Data records:
---------------

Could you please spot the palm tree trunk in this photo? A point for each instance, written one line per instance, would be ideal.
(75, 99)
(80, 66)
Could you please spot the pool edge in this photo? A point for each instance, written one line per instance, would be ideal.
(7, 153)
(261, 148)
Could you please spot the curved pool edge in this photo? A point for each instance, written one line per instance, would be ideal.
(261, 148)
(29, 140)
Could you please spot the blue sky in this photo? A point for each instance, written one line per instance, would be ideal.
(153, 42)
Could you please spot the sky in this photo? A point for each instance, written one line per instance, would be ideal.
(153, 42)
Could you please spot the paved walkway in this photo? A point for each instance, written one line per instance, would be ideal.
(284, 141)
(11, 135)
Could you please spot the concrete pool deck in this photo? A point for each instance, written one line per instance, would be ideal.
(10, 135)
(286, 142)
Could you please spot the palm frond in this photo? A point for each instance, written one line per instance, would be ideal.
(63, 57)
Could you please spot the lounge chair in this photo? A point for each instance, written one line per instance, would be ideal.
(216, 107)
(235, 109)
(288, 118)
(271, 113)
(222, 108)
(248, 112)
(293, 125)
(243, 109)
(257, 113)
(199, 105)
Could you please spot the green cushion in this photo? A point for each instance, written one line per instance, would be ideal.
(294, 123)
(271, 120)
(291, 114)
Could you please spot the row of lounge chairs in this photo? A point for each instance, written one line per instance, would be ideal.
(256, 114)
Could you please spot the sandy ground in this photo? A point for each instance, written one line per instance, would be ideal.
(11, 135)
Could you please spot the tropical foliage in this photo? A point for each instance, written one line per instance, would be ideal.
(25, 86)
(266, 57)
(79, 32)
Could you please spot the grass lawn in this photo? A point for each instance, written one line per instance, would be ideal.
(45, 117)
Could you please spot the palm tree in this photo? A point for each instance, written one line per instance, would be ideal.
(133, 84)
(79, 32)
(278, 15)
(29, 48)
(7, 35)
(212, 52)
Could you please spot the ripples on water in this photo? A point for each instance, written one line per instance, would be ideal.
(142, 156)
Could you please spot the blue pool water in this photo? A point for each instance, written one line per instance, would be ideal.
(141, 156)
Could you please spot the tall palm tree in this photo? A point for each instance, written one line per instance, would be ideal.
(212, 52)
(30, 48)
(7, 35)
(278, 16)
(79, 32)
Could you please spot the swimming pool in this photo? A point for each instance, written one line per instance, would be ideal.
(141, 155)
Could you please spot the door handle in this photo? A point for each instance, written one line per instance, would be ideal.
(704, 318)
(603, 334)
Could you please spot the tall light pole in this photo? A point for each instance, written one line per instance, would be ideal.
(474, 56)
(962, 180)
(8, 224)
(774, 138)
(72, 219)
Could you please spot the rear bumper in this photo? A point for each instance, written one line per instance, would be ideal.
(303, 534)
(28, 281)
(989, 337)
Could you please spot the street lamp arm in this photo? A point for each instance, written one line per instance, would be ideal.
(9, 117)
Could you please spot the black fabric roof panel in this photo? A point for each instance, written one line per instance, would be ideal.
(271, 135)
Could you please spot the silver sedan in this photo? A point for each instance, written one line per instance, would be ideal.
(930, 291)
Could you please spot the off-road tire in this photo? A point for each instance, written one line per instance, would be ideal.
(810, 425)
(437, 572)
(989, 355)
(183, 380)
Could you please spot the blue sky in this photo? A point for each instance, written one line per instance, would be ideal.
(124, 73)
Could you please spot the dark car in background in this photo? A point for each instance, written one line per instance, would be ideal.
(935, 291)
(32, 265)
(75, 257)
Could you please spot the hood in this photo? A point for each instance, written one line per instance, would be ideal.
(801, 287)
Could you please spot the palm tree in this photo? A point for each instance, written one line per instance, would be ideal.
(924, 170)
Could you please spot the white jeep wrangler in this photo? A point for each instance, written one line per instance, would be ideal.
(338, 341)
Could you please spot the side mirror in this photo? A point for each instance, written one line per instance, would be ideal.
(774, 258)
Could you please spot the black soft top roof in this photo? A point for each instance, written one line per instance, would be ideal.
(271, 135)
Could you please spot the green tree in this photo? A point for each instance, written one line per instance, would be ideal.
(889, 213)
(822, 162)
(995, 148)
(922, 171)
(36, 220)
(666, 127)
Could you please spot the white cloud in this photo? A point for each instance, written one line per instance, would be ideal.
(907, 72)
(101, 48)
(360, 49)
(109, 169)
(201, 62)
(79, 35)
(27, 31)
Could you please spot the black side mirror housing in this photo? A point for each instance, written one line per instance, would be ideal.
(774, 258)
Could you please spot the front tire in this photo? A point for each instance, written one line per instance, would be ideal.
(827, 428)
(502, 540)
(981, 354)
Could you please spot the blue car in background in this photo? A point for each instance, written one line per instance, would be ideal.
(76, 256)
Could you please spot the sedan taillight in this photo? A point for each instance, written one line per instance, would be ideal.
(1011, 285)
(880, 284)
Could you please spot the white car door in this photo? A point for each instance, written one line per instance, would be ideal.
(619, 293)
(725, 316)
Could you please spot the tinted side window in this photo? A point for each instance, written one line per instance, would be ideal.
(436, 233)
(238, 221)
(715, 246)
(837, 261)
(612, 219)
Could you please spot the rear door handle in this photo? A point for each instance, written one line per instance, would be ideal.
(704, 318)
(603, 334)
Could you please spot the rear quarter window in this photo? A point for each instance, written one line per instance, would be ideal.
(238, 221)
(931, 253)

---------------

◆ **REQUIREMENT**
Nothing but the lines from the line with "Could you please spot the black side" to the last line of the listing above should appear; please retype them exactly, both ends included.

◆ **WRITTEN SOLUTION**
Could you please spot the black side mirror housing in this photo? A point for each instance, written one line per instance, would be ideal.
(774, 258)
Could you please spot the front tire in this photo? A point for each instance, written one line per instance, would be ideal.
(827, 428)
(502, 540)
(981, 354)
Could you please spot the blue car in background in this photo? A point for each instance, written one line per instance, would be ideal.
(76, 256)
Could you please spot the sedan taillight in this photo? A point for each instance, written one line per instance, would be ideal.
(1011, 285)
(880, 284)
Could you please spot the white car door in this photo? A point for each instance, written one line per instance, would be ideal.
(619, 293)
(725, 316)
Could you please spot the tinted side window in this photo? A point for each instance, written one line per instance, would be ideal.
(436, 233)
(238, 221)
(715, 246)
(837, 261)
(612, 219)
Could you please spot the rear door handle in this photo? A point for each instance, written one line per instance, would be ideal.
(704, 318)
(603, 334)
Could you please spot the rear quarter window in this photo? A point for each instance, written one line per instance, would be ideal.
(238, 221)
(931, 253)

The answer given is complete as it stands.